La mitad de ellos son palestinos, tanto de Cisjordania como de la franja de Gaza. De esta última, han llegado varios incluso durante la reciente guerra entre Israel y Hamas.
En este preciso momento hay internados más de 30 niños en espera de su operación o luego de realizada la misma. Provienen, entre otros sitios, de Siria, Irak, Gaza, Nablus, Rumania, Tanzania, Etiopía, de hogares musulmanes y cristianos, de regiones diversas y realidades a menudo complejas.
Pero aquí, cuando los atienden las enfermeras encabezadas por la muy experiente Nava, que sabe combinar firmeza con sonrisa y aliento, los médicos y el equipo en general, son todos iguales. También cuando los operan el doctor Lior Sasson, jefe de los cirujanos en este ámbito, a menudo con la colaboración del médico palestino Addas y el doctor Mekonnen de Etiopía, ambos participantes en los programas de capacitación especializada que lleva a cabo Salvar el corazón de un niño.
Y por cierto, cuando los ayudan los voluntarios de la organización cristiana Shevet Ajim, que trabaja en Jordania y organiza todo especialmente a quienes llegan del mundo árabe.
“Esto no es lo que me dijeron toda la vida en Siria”, nos dice Abu Ahmed (que significa “padre de Ahmad”, ya que nos pide mejor no publicar su nombre completo), un sirio de 40 años que tras vivir el infierno de la guerra en su país durante más de dos años, logró salir meses atrás con su familia hacia un campamento de refugiados en Jordania.
Allí nació su hijo menor, Ahmed, hace cinco meses, trayendo alegría en medio de tanto sufrimiento, pero, por otro lado, una profunda angustia , al descubrirse que padecía múltiples problemas cardíacos.
“Todavía no puedo creer la oportunidad que se me ha dado aquí en Israel, estoy feliz y agradecido”, dice nuestro entrevistado, asegurando que “he estado en Jerusalén y hasta he rezado en las mezquitas. “Veo que la gente se mueve aquí con libertad, que árabes y judíos andan por las mismas calles sin problemas. Tan distinto de lo que el régimen de Assad nos inculcó siempre”, dijo.
Para Imad Spitan (35), de Gaza, no hubo aquí ninguna sorpresa. Hace muchos años, antes de la segunda intifada que estalló en el año 2000, trabajó largo tiempo dentro de Israel.
“Conozco esto mejor que Gaza”, dice sonriente. “Y sabía que no tenía motivos para tener miedo de venir nuevamente”. Llegó hace casi dos semanas, antes del alto el fuego entre Israel y Hamas, trayendo a su pequeña Fajar, de 10 meses, una de sus tres hijas, que afortunadamente ya salió bien de la operación.

• _EXTRACTOS DEL LISTADO_
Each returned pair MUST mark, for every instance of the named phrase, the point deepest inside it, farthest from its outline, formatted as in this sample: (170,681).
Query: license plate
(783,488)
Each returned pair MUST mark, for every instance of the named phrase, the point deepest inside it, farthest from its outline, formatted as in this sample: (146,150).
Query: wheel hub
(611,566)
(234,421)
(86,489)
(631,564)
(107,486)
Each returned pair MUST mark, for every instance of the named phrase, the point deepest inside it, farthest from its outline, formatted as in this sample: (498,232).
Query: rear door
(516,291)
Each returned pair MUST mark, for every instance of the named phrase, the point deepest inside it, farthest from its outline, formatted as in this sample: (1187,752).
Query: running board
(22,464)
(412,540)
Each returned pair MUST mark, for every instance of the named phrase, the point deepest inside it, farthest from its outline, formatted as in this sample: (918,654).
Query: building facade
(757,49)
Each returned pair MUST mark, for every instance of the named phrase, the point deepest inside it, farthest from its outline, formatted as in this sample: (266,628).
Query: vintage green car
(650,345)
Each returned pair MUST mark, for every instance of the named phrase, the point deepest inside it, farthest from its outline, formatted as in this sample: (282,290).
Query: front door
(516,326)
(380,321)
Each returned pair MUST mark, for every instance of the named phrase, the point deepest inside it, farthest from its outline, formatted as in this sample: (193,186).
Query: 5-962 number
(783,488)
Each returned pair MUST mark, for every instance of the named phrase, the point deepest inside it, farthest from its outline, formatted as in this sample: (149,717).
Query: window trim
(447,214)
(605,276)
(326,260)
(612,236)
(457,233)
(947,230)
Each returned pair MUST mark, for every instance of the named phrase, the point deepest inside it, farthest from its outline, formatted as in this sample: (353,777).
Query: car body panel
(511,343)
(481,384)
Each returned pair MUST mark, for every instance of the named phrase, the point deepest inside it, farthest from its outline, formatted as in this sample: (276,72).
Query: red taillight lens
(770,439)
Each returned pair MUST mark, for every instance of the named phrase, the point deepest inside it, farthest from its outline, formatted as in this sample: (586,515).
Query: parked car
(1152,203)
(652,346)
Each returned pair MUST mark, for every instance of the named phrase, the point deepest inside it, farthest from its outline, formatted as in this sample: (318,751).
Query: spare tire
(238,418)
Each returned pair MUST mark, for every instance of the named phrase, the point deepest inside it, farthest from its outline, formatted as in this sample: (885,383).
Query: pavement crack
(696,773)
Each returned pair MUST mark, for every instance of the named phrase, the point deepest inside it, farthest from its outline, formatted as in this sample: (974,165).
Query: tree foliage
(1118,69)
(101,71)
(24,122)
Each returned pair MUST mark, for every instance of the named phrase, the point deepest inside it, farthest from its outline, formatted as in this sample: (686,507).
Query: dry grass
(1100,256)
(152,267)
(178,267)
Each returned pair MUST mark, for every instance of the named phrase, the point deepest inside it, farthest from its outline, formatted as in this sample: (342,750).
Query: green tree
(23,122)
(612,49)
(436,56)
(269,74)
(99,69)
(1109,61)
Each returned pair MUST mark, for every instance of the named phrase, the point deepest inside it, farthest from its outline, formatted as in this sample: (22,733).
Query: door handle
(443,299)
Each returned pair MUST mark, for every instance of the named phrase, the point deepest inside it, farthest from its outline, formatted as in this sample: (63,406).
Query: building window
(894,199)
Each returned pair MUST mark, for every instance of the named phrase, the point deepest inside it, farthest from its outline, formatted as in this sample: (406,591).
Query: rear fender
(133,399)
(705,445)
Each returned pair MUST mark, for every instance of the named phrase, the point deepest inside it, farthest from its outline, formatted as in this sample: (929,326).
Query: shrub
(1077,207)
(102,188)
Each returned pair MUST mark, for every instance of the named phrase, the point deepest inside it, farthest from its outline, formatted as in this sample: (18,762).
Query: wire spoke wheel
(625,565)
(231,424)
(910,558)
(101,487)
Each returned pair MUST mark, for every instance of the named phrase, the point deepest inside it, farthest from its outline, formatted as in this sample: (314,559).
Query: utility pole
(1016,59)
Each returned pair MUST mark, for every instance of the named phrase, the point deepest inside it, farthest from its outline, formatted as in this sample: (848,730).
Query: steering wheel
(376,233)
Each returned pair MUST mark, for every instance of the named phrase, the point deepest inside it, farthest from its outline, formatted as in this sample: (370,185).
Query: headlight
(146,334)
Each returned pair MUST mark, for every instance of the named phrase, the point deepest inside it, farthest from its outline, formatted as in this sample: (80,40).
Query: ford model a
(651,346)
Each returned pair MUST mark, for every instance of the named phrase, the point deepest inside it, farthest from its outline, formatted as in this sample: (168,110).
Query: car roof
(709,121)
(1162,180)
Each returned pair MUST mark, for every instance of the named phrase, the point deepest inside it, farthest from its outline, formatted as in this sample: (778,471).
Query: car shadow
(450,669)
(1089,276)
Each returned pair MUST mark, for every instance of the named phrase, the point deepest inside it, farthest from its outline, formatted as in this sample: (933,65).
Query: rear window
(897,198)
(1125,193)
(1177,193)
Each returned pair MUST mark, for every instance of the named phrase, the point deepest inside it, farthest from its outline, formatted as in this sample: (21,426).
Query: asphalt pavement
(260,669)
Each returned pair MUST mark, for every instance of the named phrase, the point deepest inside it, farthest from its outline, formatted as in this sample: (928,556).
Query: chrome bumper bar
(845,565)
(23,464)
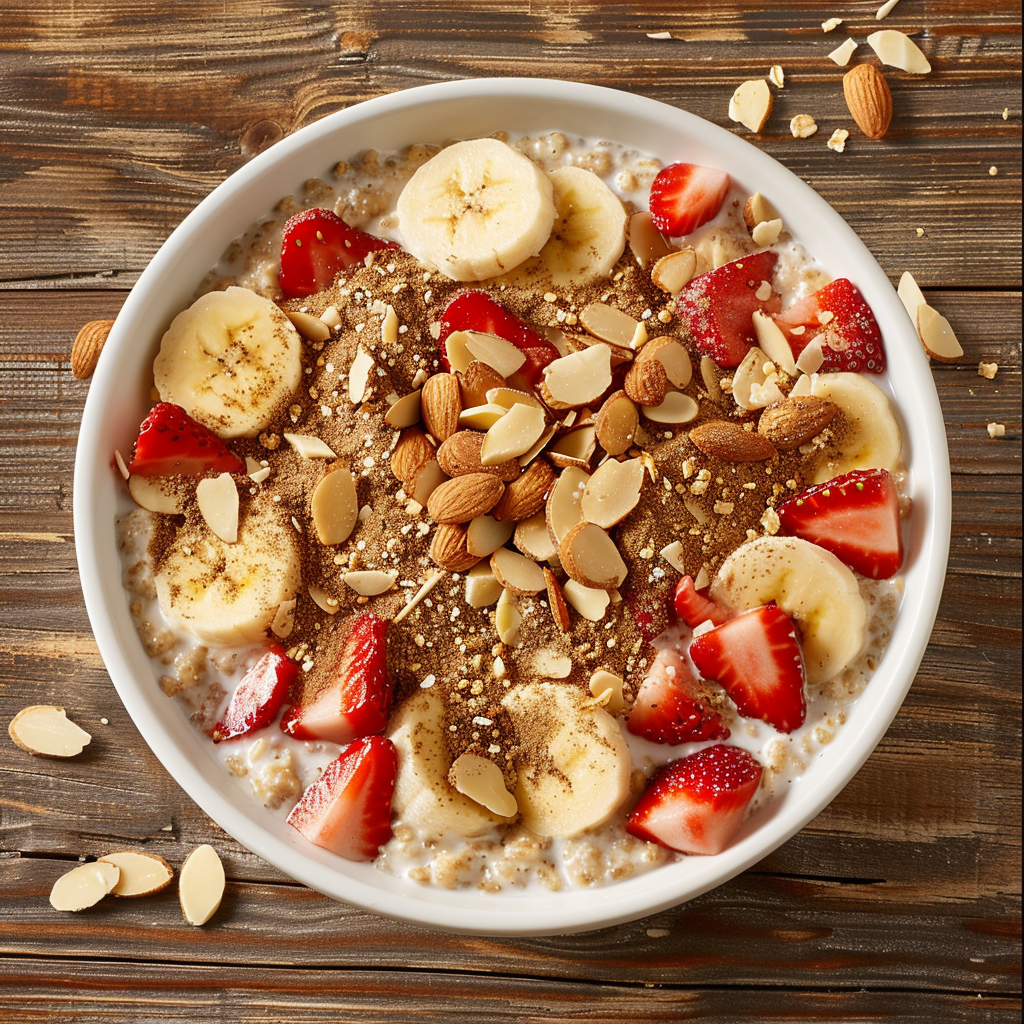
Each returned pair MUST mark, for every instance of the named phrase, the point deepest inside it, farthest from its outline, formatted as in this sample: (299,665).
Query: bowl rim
--
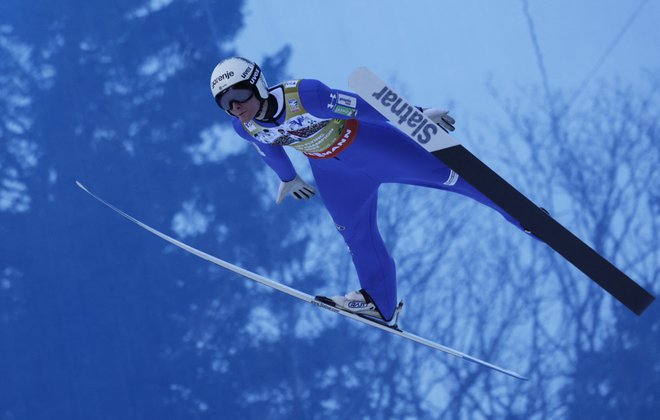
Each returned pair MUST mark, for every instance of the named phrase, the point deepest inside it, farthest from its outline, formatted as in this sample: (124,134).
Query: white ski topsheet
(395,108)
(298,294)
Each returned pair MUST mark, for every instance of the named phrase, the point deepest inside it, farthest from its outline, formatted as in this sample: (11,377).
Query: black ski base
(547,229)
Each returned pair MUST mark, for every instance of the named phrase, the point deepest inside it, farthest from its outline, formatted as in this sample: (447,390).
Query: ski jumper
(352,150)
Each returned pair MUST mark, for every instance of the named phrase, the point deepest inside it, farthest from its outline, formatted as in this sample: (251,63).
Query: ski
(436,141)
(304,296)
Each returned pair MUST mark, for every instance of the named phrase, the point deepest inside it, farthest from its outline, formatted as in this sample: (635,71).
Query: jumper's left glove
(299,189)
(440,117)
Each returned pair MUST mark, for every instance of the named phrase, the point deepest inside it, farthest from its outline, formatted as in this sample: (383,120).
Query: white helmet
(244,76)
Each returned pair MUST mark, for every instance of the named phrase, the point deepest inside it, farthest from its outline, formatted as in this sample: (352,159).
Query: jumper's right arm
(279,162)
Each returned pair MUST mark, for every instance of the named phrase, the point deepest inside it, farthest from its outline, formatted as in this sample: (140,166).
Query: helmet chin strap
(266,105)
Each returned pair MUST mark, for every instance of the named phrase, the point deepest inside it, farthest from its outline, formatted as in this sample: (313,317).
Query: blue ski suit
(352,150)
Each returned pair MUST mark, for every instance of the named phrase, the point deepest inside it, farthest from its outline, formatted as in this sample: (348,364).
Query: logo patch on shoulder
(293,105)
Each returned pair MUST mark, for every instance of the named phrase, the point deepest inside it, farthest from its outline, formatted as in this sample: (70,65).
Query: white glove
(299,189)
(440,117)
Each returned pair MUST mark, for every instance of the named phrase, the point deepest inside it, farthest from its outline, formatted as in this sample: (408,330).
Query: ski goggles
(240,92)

• _TUS INSTRUCCIONES_
Reescribe el tramo del texto proporcionado que va desde "Para Imad Spitan" hasta "de la operación.", ambos incluidos, y sustituye "dos semanas" por "tres semanas".

• _SOLUCIÓN DE LA TAREA_
Para Imad Spitan (35), de Gaza, no hubo aquí ninguna sorpresa. Hace muchos años, antes de la segunda intifada que estalló en el año 2000, trabajó largo tiempo dentro de Israel.
“Conozco esto mejor que Gaza”, dice sonriente. “Y sabía que no tenía motivos para tener miedo de venir nuevamente”. Llegó hace casi tres semanas, antes del alto el fuego entre Israel y Hamas, trayendo a su pequeña Fajar, de 10 meses, una de sus tres hijas, que afortunadamente ya salió bien de la operación.